CONSIGNES:
(1) Dans le texte sur le panafricanisme, quel panafricaniste reprochait au Dr Du Bois sa complaisance à l'égard des blancs ?
(2) Recopiez sans rien changer les lignes de la liste, depuis celle qui contient « Roster-mapping task: tag the boulder » jusqu'à la fin de la liste, les deux bornes comprises.

TEXTE EXTRAIT:
*****
Dans notre précédente livraison, nous évoquions les tentatives de regroupements et les tractations ou les tentatives de la Diaspora africaine en Europe qui ont abouti à la mise en place de l’OUA le 25 Mai 1963 à Adis Abéba en Ethiopie . Enfin, nous continuons cette série pour mieux comprendre les tenants et les aboutissants , les efforts et d’ailleurs des sacrifices consentis par les pères fondateurs . J’ai donc pensé que cette contribution pourrait aider à mieux saisir la portée historique et la courageuse idée qui ont amené nos précurseurs à construire l’Afrique à travers le Panafricanisme . Nous nous sommes arrêtés à l’année 1921 qui fut celle qui avait vu la naissance des Mouvements antiracistes aux Etats Unis d’Amérique à l’endroit des noirs .Nous continuons notre contribution toujours tirée de nos travaux universitaires et de notre livre « De l’Organisation de l’Unité Africaine OUA à l’Union Africaine UA S’Unir pour Construire » Contribution à l’Unification d’un Continent.
LE TROISIEME CONGRES PANAFRICAIN DE PARIS ET DE LISBONNE EN 1923
Comme nous le voyons , l’opinion sur le Panafricanisme commençait à naitre et, du coup elle fut répandue en 1923 , si bien que le Dr DUBOIS qui fut pourtant l’un des promoteurs des rencontres africaines , s’était curieusement heurté à l’hostilité , craignant que le mouvement ne soit illégal. D’ailleurs, cette méfiance à l’égard du Dr Du Bois a été manifestée par un autre Panafricaniste , Marcus Garvey qui le taxait de complaisance à l’égard des blancs pour avoir fait des concessions à ceux- ci .
*****
DONNÉES DE L'EXERCICE:
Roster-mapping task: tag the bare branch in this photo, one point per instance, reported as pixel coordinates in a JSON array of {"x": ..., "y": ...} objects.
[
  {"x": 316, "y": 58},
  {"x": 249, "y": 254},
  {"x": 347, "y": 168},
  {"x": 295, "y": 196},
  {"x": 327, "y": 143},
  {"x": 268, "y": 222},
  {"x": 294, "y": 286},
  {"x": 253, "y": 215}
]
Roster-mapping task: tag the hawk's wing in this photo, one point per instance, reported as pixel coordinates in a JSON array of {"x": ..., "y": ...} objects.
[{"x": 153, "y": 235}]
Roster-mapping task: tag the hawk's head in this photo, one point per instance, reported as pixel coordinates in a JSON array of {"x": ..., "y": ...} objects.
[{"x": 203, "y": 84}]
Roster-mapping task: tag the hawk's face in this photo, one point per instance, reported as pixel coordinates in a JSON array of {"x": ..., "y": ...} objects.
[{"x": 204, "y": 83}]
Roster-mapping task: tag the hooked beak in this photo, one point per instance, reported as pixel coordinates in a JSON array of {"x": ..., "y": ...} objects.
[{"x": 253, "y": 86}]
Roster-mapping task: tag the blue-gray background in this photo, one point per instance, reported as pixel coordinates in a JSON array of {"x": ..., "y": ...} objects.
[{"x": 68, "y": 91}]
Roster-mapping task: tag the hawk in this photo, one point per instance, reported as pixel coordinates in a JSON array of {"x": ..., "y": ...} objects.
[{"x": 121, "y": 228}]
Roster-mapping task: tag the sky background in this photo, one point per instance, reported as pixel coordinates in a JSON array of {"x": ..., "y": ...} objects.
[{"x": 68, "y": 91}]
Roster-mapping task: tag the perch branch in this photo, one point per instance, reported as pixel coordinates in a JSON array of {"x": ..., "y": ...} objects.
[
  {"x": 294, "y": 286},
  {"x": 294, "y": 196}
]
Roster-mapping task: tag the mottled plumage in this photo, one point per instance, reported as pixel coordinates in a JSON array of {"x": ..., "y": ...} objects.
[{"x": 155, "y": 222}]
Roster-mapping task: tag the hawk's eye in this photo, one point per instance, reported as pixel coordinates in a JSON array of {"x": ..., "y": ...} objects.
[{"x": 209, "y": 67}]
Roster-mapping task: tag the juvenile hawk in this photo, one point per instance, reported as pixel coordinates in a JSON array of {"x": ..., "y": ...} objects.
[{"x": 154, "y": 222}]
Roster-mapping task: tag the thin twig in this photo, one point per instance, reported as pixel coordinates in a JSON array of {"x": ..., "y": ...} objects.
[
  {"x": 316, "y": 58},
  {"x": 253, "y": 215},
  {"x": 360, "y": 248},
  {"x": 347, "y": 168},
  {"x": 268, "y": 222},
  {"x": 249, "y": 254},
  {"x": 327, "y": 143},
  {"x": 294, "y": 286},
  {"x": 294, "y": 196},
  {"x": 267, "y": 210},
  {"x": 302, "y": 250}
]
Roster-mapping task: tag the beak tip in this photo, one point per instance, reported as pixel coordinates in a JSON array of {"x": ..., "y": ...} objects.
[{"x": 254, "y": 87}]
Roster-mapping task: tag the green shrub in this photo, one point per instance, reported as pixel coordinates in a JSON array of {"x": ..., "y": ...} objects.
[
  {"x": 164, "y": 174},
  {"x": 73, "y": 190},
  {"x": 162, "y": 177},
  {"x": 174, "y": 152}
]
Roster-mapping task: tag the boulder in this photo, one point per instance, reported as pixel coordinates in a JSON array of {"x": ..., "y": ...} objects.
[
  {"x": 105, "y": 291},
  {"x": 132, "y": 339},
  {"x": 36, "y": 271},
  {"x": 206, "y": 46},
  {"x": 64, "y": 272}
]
*****
CORRIGÉS:
(1) Marcus Garvey.

(2)
Roster-mapping task: tag the boulder in this photo, one point per instance, reported as pixel coordinates in a JSON array of {"x": ..., "y": ...} objects.
[
  {"x": 105, "y": 291},
  {"x": 132, "y": 339},
  {"x": 36, "y": 271},
  {"x": 206, "y": 46},
  {"x": 64, "y": 272}
]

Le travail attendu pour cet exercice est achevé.